In message Tue, 26 Jan 1999 09:38:32 -0800, glenn krasner@objectshare.com writes:
c) cater to adults and children already computer-skilled who have preconceived notions set by some other computer languages which have multiple rules, one operator-based and the other left-to-right (or right-to-left or some such).
I'm not saying that the normal, mathematical rules of precedence are easier for children. Quite the contrary -- Smalltalk's simple left-to-right rule is much more intuitive. This is the problem. A child who is introduced to Smalltalk's system would likely have their intuition reinforced, making it all the harder to learn the proper (mathematical notation) rules of precedence.
The fact of the matter is, mathematics says that 3+4*5=23. You can't change that -- the mathematical conventions of the world are not going to be changed because they are easier for the computer to parse. In a practical matter, those conventions have been created because they *are* easier to parse (for humans) in real-world situations. They lead to less parenthesis. They group factors. They *are* aesthetic.
Perhaps the real answer is to have a view of Squeak where the syntax is fully mathematical. Where 3*sin(x^2+2) works. In this view a child could learn mathematics. But it seems that a better solution could be made, one that encompasses both needs (simplicity and conformity) instead of requiring a break-away syntax.
I bring this up because I've been looking at Logo, and one of the big compromises they made in the syntax was to allow infix notation even though it wasn't part of the Lisp tradition and sullied the syntax quite a bit.
==================================================
▶ _DIRECTIONS FOR THIS TASK_: What compromise in Logo's syntax does the forum message describe?

▶ _MATERIAL PROVIDED_:
==================================================
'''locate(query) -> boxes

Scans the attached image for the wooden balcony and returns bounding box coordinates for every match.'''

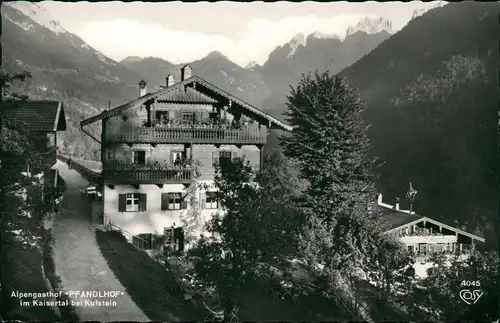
==================================================
▶ _REPLY TO THE TASK_: Logo allows infix notation, even though infix was not part of the Lisp tradition.